> **REQUIREMENT**: Repeat everything in the material exactly.

(Stored dataset items)
* BEGIN *
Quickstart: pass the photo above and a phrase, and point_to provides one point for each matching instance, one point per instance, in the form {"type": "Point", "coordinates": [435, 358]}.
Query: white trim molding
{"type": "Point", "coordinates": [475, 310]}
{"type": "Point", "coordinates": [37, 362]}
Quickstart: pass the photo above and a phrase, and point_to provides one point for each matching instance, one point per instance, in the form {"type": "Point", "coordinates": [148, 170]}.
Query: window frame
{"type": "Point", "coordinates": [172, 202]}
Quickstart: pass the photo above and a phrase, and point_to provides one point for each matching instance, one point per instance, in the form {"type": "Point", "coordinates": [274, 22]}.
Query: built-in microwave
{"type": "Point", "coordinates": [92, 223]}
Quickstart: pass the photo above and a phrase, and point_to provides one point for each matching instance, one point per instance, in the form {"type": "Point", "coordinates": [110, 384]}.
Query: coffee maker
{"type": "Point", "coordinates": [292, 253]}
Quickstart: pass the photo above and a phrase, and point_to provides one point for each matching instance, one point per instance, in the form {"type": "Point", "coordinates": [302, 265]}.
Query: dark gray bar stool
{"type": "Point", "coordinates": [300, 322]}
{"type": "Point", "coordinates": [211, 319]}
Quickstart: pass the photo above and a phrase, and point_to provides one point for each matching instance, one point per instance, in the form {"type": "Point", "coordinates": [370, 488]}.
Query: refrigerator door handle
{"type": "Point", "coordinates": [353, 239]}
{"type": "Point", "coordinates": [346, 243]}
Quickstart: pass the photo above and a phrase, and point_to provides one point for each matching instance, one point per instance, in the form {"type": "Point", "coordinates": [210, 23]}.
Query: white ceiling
* END *
> **RESPONSE TO THIS TASK**:
Quickstart: pass the photo above and a phrase, and point_to provides one point for each matching instance, one point per instance, in the form {"type": "Point", "coordinates": [435, 358]}.
Query: white trim molding
{"type": "Point", "coordinates": [475, 310]}
{"type": "Point", "coordinates": [37, 362]}
Quickstart: pass the photo above and a phrase, and point_to provides one point for each matching instance, one point per instance, in the form {"type": "Point", "coordinates": [148, 170]}.
Query: window frame
{"type": "Point", "coordinates": [172, 202]}
Quickstart: pass the photo above and a phrase, and point_to provides one point for each matching instance, one point per instance, in the form {"type": "Point", "coordinates": [274, 22]}.
Query: built-in microwave
{"type": "Point", "coordinates": [92, 223]}
Quickstart: pass the photo above and a phrase, and point_to provides one point for each matching instance, one point per instance, in the form {"type": "Point", "coordinates": [110, 384]}.
Query: coffee maker
{"type": "Point", "coordinates": [292, 253]}
Quickstart: pass the photo above and a phrase, and point_to provides one point for each matching instance, one point per instance, in the form {"type": "Point", "coordinates": [302, 265]}.
Query: dark gray bar stool
{"type": "Point", "coordinates": [300, 322]}
{"type": "Point", "coordinates": [211, 319]}
Quickstart: pass the photo above and a phrase, and point_to provides one point for each matching instance, one point per instance, in the form {"type": "Point", "coordinates": [370, 488]}.
Query: refrigerator door handle
{"type": "Point", "coordinates": [353, 239]}
{"type": "Point", "coordinates": [346, 243]}
Quickstart: pass the photo above and a phrase, and point_to provides one point for each matching instance, one point per instance, in the form {"type": "Point", "coordinates": [210, 23]}.
Query: white ceiling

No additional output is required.